■ SOURCE PASSAGE ■
###

The first commit - Project Structure
The first team members usually set the project’s standards and structure — usually, the first few commits are all about putting the skeleton in place. Indeed, it could change over time as the team matures and requirements evolve. But who likes to change? Generally, developers are not enjoying the exercise of refactoring, especially when they are already familiar with their work.
Secondly, having a structured method to organise your source code makes things easier to document and explain things. So onboardings and handovers become a smooth experience.
So is there a golden standard for how to best structure a project? What is the best way to structure a project? Who decides the structure? As a junior developer, it was one of my first questions as I started a new project and still a question I usually get from junior devs now that I lead projects.

###

■ EXTRACTED DATA ■
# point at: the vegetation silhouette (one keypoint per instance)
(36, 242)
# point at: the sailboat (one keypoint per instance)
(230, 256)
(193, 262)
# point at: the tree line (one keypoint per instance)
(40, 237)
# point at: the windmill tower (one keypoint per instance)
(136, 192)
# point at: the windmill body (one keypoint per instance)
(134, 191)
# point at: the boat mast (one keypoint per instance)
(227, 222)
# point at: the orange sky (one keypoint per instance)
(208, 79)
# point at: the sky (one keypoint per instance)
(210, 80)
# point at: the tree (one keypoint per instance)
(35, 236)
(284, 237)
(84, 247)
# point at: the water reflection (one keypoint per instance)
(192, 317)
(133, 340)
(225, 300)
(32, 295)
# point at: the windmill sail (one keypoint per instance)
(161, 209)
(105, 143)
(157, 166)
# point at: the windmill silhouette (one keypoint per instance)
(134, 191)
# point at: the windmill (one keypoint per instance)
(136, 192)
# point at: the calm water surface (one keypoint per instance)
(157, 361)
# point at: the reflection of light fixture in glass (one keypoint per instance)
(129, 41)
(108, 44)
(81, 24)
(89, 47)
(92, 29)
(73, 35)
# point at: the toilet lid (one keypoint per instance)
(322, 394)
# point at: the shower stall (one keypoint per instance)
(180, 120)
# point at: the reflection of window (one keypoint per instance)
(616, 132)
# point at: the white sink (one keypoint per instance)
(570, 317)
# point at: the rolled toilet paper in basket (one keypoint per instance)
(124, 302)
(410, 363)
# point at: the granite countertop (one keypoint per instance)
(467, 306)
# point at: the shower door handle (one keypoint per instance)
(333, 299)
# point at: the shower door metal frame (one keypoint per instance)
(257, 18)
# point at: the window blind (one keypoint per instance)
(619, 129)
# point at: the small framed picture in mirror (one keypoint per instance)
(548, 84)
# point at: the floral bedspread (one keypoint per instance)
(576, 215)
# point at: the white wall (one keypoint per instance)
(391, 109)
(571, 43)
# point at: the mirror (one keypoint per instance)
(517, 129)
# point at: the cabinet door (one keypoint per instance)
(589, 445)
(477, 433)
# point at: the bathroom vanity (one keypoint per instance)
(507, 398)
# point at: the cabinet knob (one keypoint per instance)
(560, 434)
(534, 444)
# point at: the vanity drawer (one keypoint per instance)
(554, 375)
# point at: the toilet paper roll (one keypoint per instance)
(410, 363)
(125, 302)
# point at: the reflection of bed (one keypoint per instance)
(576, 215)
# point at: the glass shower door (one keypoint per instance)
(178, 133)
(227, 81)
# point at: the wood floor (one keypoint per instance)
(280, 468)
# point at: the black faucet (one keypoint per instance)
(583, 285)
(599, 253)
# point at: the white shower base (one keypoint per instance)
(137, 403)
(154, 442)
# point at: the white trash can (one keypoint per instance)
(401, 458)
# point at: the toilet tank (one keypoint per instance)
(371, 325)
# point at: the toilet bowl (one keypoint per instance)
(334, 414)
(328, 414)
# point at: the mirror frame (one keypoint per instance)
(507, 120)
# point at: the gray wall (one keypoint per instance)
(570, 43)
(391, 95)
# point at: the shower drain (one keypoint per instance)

###

■ TASK SET ■
(1) Extract the part of the project structure passage starting with "Secondly, having a" and going on through "a smooth experience.".
(2) What does the project structure passage say the first few commits are usually all about?
The rows have no connection to the project structure passage.

■ ANSWERS TO THE TASKS ■
(1)
Secondly, having a structured method to organise your source code makes things easier to document and explain things. So onboardings and handovers become a smooth experience.

(2) Putting the skeleton in place.